### [The task]
Reproduce every item below word for word, keeping each line as it stands.

-- begin Records for processing --

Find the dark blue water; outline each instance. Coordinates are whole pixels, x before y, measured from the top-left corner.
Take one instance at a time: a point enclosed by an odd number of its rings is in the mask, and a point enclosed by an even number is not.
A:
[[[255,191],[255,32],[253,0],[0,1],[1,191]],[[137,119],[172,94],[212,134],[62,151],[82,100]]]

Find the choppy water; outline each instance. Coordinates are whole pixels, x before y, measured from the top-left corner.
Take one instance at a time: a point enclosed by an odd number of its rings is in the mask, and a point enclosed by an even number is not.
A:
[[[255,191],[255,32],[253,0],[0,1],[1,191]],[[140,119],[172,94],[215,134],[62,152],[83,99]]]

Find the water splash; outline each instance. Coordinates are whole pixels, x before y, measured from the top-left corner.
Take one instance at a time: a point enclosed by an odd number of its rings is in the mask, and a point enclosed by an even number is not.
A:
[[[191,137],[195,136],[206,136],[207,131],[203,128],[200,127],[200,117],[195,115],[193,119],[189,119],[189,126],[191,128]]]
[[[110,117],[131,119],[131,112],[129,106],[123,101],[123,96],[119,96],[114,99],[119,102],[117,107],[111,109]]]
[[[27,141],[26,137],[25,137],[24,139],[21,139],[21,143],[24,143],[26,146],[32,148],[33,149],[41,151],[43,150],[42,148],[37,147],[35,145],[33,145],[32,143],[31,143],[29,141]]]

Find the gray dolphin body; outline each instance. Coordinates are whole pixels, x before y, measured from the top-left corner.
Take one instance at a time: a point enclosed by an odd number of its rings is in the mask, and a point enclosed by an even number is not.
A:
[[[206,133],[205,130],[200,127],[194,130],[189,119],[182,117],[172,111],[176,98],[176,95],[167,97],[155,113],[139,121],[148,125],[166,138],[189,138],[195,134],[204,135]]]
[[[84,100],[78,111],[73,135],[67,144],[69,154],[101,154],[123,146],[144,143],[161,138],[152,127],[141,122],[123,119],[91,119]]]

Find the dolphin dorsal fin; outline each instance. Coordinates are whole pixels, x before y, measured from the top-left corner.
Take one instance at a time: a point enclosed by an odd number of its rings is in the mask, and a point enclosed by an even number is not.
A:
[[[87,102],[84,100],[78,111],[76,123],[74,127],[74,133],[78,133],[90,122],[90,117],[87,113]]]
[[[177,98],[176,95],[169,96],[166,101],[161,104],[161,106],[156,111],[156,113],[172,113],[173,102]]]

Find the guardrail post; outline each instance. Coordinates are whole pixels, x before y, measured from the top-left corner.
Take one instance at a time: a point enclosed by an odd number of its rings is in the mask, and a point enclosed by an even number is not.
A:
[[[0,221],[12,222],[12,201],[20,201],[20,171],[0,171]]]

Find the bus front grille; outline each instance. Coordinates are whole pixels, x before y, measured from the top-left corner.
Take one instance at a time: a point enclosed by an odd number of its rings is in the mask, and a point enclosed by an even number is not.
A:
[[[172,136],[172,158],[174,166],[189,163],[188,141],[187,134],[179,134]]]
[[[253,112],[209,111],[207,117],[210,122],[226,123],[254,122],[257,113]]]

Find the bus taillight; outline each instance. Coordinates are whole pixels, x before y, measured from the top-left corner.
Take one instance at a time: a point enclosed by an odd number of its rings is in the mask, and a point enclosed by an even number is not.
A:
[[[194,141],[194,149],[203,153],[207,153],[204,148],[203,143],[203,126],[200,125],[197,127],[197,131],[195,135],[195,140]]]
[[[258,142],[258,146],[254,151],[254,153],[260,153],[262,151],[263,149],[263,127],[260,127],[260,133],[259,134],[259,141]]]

-- end Records for processing --

### [Written solution]
Find the dark blue water; outline each instance. Coordinates are whole pixels, x before y, measured from the top-left corner.
Take one instance at a time: a point enclosed by an odd number of its rings is in the mask, and a point enclosed by an even number is not.
A:
[[[255,191],[255,32],[253,0],[0,1],[1,191]],[[137,119],[172,94],[212,134],[62,151],[82,100]]]

Find the choppy water; outline each instance. Coordinates are whole pixels, x before y, measured from the top-left corner.
Take one instance at a time: a point enclosed by an odd number of its rings is in the mask, and a point enclosed by an even number is not.
A:
[[[255,191],[255,32],[253,0],[0,1],[1,191]],[[140,119],[172,94],[215,134],[62,152],[83,99]]]

Find the water splash; outline each instance. Coordinates are whole pixels, x before y, measured from the top-left corner.
Take one instance at a time: a point enclosed by an odd number of its rings is in the mask, and a point enclosed by an even number is not.
A:
[[[191,137],[195,136],[206,136],[207,131],[203,128],[200,127],[200,117],[195,115],[193,119],[189,119],[189,126],[191,128]]]
[[[110,117],[131,119],[131,112],[129,106],[123,101],[123,96],[119,96],[114,99],[119,102],[117,107],[111,109]]]
[[[27,141],[26,137],[25,137],[24,139],[21,139],[21,143],[24,143],[26,146],[32,148],[33,149],[41,151],[43,150],[42,148],[37,147],[35,145],[33,145],[32,143],[31,143],[29,141]]]

Find the gray dolphin body; outline each instance. Coordinates are whole pixels, x before y, measured from the top-left corner.
Take one instance at a time: a point enclosed by an odd number of its rings is in the mask, and a point enclosed by an even number is not.
A:
[[[206,133],[205,130],[200,127],[194,130],[189,119],[182,117],[172,111],[176,98],[176,95],[167,97],[155,113],[139,121],[148,125],[166,138],[189,138],[195,134],[204,135]]]
[[[84,100],[78,111],[73,135],[67,144],[69,154],[101,154],[123,146],[144,143],[161,138],[152,127],[141,122],[123,119],[91,119]]]

Find the dolphin dorsal fin; outline each instance. Coordinates are whole pixels, x before y, measured from the top-left corner.
Take one instance at a time: a point enclosed by an odd number of its rings is in the mask, and a point enclosed by an even number is not.
A:
[[[87,102],[84,100],[78,111],[76,123],[74,127],[74,133],[78,133],[90,122],[90,117],[87,113]]]
[[[177,98],[176,95],[169,96],[166,101],[161,104],[161,106],[156,111],[156,113],[172,113],[173,102]]]

Find the guardrail post; outline each instance. Coordinates are whole pixels, x before y, measured from the top-left corner.
Take one instance at a time: a point enclosed by an odd number of its rings is in the mask, and a point enclosed by an even number is not.
A:
[[[0,221],[12,222],[12,201],[20,201],[20,171],[0,171]]]

Find the bus front grille; outline each instance. Coordinates are whole pixels, x before y, measured from the top-left corner.
Take one instance at a time: a point enclosed by an odd number of its rings is in the mask, and a point enclosed by an even number is not.
A:
[[[172,136],[172,158],[174,166],[189,163],[188,141],[187,134],[179,134]]]
[[[253,112],[209,111],[207,117],[210,122],[226,123],[254,122],[257,113]]]

Find the bus taillight; outline each instance. Coordinates are whole pixels, x before y, measured from the top-left corner.
Take one instance at a time: a point enclosed by an odd number of its rings is in the mask, and a point enclosed by an even number is not.
A:
[[[194,141],[194,149],[203,153],[207,153],[204,148],[203,143],[203,126],[200,125],[197,127],[197,131],[195,135],[195,140]]]
[[[258,142],[258,146],[254,151],[254,153],[260,153],[262,151],[263,149],[263,127],[260,127],[260,133],[259,134],[259,141]]]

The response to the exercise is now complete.